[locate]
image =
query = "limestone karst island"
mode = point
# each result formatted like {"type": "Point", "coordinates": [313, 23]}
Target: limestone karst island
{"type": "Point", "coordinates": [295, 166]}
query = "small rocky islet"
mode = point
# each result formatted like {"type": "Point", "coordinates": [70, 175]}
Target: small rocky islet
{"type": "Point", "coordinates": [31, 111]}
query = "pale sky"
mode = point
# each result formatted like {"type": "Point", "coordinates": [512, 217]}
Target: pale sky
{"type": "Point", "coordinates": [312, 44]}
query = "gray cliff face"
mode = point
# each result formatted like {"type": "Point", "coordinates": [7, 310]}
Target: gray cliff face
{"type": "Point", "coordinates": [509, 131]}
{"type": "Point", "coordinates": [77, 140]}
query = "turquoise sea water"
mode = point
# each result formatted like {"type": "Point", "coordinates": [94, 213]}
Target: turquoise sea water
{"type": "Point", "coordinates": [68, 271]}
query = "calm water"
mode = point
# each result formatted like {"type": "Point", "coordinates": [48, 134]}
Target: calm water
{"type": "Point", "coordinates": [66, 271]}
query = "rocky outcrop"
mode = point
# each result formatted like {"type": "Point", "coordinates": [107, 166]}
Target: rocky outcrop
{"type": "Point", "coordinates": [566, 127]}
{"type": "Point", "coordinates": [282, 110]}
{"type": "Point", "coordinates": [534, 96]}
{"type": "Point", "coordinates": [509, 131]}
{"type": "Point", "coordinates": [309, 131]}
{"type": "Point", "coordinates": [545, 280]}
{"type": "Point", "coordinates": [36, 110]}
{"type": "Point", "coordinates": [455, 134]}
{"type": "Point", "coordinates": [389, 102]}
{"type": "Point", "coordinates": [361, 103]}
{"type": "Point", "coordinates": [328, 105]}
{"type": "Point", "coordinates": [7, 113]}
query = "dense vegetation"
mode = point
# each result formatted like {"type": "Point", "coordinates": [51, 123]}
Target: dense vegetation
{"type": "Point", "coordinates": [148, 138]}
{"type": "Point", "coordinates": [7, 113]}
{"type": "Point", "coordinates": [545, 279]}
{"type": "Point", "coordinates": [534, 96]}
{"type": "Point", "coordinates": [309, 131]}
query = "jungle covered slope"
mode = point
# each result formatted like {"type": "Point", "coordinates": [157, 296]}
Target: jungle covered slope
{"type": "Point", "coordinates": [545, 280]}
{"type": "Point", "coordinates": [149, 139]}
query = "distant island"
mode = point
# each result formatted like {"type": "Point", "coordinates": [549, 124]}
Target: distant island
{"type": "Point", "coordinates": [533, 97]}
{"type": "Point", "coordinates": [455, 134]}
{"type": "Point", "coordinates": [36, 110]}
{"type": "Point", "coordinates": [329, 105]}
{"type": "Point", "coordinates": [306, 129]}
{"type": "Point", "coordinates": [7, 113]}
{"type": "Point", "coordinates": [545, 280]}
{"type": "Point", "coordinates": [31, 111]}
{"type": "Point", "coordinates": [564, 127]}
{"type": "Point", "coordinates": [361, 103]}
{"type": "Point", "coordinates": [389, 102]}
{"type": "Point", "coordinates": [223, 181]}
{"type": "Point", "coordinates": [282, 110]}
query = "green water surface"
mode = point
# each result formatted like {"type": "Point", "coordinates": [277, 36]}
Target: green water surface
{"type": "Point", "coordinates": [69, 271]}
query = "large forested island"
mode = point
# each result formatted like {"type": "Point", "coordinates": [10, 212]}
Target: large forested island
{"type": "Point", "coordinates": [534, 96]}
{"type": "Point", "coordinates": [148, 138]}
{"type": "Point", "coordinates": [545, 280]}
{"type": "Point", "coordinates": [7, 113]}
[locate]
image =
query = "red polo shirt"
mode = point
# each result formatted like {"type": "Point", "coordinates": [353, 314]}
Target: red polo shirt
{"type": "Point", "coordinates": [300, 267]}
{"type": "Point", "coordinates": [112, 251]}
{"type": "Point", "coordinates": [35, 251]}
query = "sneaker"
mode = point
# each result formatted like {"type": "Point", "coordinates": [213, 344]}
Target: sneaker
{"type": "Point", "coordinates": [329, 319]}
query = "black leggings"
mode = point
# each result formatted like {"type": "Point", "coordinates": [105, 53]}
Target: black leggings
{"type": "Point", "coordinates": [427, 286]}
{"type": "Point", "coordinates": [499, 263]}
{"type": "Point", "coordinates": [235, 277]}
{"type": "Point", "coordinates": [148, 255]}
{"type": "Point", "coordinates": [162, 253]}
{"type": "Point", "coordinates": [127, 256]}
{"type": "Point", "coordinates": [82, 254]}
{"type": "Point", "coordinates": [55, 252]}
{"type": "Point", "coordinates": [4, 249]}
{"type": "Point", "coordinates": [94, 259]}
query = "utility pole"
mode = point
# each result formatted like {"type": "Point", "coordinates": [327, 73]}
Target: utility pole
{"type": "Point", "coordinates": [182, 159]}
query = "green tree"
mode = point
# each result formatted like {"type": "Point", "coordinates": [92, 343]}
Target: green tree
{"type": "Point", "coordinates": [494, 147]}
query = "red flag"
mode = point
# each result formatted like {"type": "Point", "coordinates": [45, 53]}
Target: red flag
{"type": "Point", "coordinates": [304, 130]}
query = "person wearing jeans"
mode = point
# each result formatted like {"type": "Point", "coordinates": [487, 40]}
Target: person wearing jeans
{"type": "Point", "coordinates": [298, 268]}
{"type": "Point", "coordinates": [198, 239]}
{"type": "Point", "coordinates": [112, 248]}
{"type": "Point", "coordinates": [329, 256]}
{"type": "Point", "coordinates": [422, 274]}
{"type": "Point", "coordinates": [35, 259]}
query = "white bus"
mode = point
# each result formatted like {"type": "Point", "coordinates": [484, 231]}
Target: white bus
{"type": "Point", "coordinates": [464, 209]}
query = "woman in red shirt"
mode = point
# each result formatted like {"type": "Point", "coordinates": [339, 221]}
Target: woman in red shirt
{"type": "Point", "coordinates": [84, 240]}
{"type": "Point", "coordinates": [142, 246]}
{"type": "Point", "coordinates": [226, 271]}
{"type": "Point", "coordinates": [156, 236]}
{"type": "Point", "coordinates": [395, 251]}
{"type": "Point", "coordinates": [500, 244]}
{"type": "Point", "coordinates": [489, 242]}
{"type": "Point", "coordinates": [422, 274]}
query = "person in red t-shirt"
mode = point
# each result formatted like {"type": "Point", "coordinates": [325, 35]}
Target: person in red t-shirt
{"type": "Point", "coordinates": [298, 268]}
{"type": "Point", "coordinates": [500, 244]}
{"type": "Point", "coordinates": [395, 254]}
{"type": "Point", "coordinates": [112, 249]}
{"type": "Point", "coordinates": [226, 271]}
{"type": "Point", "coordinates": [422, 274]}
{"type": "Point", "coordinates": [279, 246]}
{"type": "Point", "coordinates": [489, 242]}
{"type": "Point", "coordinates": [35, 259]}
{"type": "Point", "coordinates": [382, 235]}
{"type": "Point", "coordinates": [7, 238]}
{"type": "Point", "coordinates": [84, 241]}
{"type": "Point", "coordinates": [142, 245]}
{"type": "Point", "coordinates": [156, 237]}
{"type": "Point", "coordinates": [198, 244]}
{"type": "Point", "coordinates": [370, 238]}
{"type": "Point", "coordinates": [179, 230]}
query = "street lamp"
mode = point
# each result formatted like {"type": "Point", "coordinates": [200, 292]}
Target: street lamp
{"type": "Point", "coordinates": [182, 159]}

============================================================

### GOAL OF THE EXERCISE
Find every line in the material above that contains the string "black" and copy each one. Case counts.

### TASK SOLUTION
query = "black leggings"
Target: black leggings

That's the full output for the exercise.